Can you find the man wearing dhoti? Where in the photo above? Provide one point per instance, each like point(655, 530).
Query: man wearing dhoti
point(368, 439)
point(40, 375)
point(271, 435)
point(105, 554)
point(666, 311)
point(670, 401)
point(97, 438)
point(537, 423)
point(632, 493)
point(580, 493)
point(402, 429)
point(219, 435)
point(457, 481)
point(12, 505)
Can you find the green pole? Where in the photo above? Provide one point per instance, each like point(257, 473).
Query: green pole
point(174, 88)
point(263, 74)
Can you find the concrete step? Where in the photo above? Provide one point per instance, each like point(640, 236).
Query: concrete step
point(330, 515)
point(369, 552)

──────

- _Goal_:
Copy out every line of the items above with no changes.

- _Answer for the task_:
Can you find the man wearing dhoti? Where in the photo above? Provide one point per instance, each like point(655, 530).
Query: man wearing dhoti
point(368, 439)
point(40, 375)
point(271, 435)
point(105, 554)
point(666, 311)
point(670, 401)
point(97, 438)
point(537, 423)
point(632, 493)
point(580, 493)
point(402, 429)
point(219, 435)
point(457, 481)
point(12, 505)
Can you find the green pole? Where in the photo above? Provide one point per instance, each like point(257, 473).
Query: green pole
point(174, 88)
point(263, 74)
Can you find the concrete step? Where in the photo above? Provide one point per instance, each like point(640, 236).
Query: concrete step
point(330, 515)
point(369, 552)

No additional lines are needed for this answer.